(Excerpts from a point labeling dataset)

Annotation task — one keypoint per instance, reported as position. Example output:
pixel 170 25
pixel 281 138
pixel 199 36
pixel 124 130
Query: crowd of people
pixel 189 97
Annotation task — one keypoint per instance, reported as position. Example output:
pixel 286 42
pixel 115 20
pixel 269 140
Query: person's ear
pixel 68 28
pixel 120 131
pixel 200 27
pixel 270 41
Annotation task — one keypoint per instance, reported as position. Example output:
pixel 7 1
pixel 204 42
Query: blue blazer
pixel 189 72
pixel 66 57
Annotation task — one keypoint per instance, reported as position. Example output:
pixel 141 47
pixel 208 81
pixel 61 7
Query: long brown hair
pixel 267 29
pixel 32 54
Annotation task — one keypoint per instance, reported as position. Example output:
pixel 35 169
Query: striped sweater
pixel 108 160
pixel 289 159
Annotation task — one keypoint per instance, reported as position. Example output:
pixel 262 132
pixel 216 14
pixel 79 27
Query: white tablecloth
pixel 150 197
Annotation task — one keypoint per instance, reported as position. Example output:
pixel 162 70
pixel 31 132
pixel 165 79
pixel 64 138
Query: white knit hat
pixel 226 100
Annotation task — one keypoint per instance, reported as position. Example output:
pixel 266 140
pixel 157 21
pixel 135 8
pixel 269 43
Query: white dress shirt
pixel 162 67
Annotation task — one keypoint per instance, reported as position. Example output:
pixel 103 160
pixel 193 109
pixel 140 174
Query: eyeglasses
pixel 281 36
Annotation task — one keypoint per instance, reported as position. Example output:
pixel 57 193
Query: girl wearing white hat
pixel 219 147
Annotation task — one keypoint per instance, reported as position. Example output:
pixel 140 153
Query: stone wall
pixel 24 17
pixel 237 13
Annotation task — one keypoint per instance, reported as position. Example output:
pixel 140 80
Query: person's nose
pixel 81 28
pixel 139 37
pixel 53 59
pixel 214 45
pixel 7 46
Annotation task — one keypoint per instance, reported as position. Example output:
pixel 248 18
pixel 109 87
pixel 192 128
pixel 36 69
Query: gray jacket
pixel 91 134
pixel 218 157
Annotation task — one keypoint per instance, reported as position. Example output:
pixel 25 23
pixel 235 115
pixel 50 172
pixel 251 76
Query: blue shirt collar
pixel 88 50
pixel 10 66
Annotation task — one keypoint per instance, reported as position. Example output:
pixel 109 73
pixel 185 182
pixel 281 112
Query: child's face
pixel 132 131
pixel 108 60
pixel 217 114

■ WHAT TO WORK ON
Copy the records above word for word, from the start of the records through the line containing "pixel 66 57", with both ends included.

■ FINISHED ANSWER
Annotation task — one keypoint per instance, reported as position. Example output:
pixel 170 25
pixel 281 138
pixel 199 36
pixel 124 130
Query: crowd of people
pixel 189 97
Annotation task — one keypoint per instance, reported as position. Example output:
pixel 286 42
pixel 115 20
pixel 269 140
Query: person's ear
pixel 68 28
pixel 120 131
pixel 200 27
pixel 270 41
Annotation task — one keypoint per instance, reported as position. Example output:
pixel 7 1
pixel 204 42
Query: blue blazer
pixel 189 72
pixel 66 57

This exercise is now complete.